◆ Instruction ◆
Pick out every line in the items below that contains the string "Target", treating uppercase and lowercase letters as different.

◆ Data ◆
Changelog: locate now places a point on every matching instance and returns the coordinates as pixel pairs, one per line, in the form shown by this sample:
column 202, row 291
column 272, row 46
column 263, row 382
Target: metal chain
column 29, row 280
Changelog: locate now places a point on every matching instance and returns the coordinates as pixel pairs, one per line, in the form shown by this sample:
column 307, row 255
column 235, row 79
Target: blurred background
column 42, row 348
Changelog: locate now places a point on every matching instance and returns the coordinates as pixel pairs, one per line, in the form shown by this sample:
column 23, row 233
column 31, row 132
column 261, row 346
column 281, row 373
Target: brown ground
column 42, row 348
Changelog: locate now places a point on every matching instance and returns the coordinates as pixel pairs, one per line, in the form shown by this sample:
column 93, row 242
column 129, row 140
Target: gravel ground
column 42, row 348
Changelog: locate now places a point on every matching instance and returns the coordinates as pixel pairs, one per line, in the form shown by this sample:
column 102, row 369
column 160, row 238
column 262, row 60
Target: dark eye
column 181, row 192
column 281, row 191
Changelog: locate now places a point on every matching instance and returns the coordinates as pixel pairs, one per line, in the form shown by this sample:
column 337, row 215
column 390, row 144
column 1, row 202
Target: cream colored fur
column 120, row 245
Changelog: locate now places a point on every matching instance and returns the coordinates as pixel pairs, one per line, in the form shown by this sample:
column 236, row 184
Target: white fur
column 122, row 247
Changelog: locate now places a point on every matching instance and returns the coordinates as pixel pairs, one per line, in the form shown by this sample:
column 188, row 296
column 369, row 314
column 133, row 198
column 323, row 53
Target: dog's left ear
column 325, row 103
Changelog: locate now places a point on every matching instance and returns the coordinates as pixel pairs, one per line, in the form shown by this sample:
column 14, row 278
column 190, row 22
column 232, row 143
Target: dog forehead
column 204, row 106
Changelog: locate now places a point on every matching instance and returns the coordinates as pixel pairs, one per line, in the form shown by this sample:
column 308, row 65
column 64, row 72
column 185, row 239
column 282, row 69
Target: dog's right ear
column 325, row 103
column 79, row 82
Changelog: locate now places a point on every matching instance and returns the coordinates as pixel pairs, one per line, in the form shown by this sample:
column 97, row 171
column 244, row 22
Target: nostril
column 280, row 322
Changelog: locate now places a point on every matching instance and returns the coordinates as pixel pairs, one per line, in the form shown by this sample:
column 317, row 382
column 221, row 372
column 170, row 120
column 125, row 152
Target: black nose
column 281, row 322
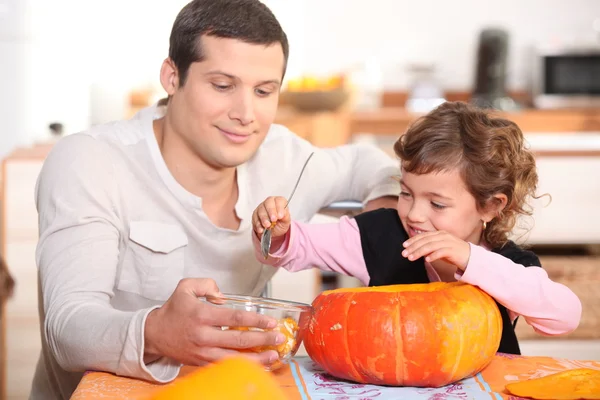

◆ Response to the exercise ◆
Target: metal chain
Target: blurred background
Target: brown ground
Target: gravel ground
Target: dark eye
Target: cream colored fur
Target: white fur
Target: dog's left ear
Target: dog forehead
Target: dog's right ear
Target: nostril
Target: black nose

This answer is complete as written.